▶ _Document excerpt_:
+===+

On May 10, 2017, the Company signed a $1 million operating loan agreement bearing interest at a rate of prime plus 3.3% and secured by the Company's accounts receivables and restricted cash. The operating loan facility requires that the Company's current ratio does not fall below 1.50:1.00 and effective September 30, 2017, the debt service coverage ratio not be less than 1.50:1.00, calculated in accordance with the formula set forth in the agreement. As at December 31, 2017 the Company's current ratio, as defined to exclude the loan facility, was 4.4:1.00 and the debt service coverage ratio was 1.5:1.00. 

On March 28, 2018, the Company signed a $13.5 million credit facility with a tier 1 bank, comprised of a $3 million operating loan facility, which replaces the previous $1 million operating loan facility, a $2.5 million non-revolving term loan facility, which will be used to pay out the guarantee from the Loan and Security agreement, and a $8 million equipment finance term loan facility. The operating loan facility is payable on demand by the Lender, bears interest at a rate of prime plus 3.3% and is secured by the Company's accounts receivable. The term facility will mature in two years, bears interest at a rate of prime plus 3.3% and is secured by a shareholder guarantee.  The shareholder guarantee bears interest at a rate of 5.0% per annum and is paid monthly through the issuance of shares. The equipment finance loan is amortized over 36 months, bears interest at a rate of 6.1% and is repayable in equal monthly installments of principal and interest over the term. The equipment finance loan will be used to finance 75% of the cost of new equipment purchased. The credit facility requires that the Company's current ratio does not fall below 1.50:1.00, the debt service coverage ratio does not fall below 1.25:1.00 and the share value of the shares pledged under the shareholder guarantee not be less than 1.25 times the value of the outstanding term facility.

+===+

▶ _The tasks_:
• 1. According to the loan excerpt, what interest rate does the equipment finance loan bear?
• 2. Write out the loan excerpt from "On May 10, 2017, the" up to and including "ratio was 1.5:1.00.".
The lines that come next have no connection to the loan excerpt.

+===+

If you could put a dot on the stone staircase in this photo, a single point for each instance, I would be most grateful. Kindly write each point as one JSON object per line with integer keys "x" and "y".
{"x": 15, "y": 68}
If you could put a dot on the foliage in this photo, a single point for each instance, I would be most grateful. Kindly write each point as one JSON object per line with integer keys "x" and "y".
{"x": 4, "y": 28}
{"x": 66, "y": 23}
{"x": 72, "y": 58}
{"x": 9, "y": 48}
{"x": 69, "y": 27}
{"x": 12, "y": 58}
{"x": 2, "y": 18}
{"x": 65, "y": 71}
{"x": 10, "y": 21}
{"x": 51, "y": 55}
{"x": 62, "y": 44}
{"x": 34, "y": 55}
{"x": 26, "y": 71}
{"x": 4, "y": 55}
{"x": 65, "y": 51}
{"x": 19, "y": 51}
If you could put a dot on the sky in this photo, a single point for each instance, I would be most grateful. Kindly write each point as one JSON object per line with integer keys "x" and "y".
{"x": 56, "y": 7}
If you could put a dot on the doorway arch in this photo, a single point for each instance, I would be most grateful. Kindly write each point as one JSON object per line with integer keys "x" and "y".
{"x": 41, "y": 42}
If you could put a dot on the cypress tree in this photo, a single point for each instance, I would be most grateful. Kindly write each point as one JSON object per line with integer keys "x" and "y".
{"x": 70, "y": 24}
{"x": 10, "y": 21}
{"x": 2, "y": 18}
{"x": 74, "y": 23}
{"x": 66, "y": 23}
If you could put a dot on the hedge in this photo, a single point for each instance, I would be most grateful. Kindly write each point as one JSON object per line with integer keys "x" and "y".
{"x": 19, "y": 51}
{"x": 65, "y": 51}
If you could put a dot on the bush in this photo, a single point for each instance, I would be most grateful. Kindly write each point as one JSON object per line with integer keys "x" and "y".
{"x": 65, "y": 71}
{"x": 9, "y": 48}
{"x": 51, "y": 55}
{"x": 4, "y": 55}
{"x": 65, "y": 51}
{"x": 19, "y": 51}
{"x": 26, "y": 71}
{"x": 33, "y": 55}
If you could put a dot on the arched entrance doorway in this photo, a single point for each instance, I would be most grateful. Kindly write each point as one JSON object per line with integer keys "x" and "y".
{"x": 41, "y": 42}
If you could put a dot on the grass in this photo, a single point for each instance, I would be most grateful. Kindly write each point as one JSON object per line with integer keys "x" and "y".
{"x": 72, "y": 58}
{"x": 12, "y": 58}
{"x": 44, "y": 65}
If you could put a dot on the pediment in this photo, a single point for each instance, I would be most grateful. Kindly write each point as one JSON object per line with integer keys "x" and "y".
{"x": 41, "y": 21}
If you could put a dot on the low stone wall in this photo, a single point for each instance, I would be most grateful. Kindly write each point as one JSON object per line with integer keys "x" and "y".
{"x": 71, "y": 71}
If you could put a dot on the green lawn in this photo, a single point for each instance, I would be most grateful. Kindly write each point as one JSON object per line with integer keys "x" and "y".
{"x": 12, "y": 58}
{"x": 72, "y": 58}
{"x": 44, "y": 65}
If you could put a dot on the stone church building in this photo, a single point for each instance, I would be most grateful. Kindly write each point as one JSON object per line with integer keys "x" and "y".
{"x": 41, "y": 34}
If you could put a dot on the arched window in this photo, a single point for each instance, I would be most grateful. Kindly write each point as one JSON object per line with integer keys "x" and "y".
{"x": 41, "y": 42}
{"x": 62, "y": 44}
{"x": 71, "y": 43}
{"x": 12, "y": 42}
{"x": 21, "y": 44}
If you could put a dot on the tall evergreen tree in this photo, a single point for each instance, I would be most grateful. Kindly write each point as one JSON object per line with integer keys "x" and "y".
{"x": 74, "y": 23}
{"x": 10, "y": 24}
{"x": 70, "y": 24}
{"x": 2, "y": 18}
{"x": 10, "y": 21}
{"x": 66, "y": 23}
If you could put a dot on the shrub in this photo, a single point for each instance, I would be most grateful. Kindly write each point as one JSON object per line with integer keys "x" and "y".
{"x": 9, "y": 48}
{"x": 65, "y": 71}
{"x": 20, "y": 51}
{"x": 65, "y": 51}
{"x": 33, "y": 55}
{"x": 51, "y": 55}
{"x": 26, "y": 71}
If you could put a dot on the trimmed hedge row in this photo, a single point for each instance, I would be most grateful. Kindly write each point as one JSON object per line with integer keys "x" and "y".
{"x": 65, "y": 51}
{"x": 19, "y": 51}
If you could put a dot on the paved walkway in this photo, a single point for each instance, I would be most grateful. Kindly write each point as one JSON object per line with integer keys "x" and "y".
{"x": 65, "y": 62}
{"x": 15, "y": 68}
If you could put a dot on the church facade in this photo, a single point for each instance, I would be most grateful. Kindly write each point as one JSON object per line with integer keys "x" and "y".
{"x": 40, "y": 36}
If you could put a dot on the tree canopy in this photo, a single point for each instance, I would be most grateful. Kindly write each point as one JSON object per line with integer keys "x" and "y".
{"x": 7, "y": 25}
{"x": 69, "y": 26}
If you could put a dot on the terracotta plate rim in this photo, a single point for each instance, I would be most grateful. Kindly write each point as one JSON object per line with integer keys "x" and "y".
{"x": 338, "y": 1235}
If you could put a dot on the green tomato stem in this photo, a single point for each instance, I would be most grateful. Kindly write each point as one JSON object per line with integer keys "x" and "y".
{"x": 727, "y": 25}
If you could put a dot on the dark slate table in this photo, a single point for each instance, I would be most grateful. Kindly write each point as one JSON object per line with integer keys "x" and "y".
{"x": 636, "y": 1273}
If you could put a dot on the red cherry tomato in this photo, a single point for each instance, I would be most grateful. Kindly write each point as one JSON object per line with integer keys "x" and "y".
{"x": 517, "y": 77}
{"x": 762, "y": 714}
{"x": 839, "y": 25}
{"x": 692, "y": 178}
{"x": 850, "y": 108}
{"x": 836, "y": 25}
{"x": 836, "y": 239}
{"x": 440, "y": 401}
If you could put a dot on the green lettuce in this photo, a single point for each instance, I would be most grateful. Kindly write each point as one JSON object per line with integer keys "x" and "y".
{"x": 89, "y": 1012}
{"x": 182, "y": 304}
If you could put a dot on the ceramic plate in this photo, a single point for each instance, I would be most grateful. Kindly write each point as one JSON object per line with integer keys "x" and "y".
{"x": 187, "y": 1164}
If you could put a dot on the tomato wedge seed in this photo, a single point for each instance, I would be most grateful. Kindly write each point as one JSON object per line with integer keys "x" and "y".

+===+

▶ _Responses in order_:
• 1. 6.1%

• 2.
On May 10, 2017, the Company signed a $1 million operating loan agreement bearing interest at a rate of prime plus 3.3% and secured by the Company's accounts receivables and restricted cash. The operating loan facility requires that the Company's current ratio does not fall below 1.50:1.00 and effective September 30, 2017, the debt service coverage ratio not be less than 1.50:1.00, calculated in accordance with the formula set forth in the agreement. As at December 31, 2017 the Company's current ratio, as defined to exclude the loan facility, was 4.4:1.00 and the debt service coverage ratio was 1.5:1.00.